→ **What to produce**
Reproduce every one of the lines below word for word, without any changes.

→ **Given records**

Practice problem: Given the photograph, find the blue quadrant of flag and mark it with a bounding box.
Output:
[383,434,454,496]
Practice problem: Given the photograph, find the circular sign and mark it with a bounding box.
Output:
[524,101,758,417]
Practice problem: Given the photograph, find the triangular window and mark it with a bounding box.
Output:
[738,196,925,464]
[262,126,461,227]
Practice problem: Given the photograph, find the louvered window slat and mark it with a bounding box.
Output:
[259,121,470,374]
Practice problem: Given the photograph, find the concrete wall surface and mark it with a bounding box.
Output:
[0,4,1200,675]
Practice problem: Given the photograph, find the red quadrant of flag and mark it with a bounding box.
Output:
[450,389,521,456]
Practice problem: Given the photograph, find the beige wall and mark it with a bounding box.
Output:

→ **Solution to this exercise**
Practice problem: Given the photograph, find the blue quadrant of flag and mark it with a bounding box.
Output:
[383,434,454,496]
Practice problem: Given the photograph, find the circular sign and mark it with a bounding box.
Output:
[524,101,758,417]
Practice problem: Given the photograph, find the triangular window and mark it with a bounding box.
Output:
[738,196,925,464]
[262,126,461,227]
Practice problem: Given the photograph, find the louvered window slat and mark it with a bounding box.
Output:
[259,121,470,374]
Practice problem: Given the photograph, find the concrete wall surface and mark it with a bounding box.
Output:
[0,4,1200,675]
Practice problem: Given the photograph, find the red quadrant of flag and mark it with a bounding box.
Output:
[450,389,521,456]
Practice problem: Given the photograph, find the beige wall and mark it with a bounding box.
Output:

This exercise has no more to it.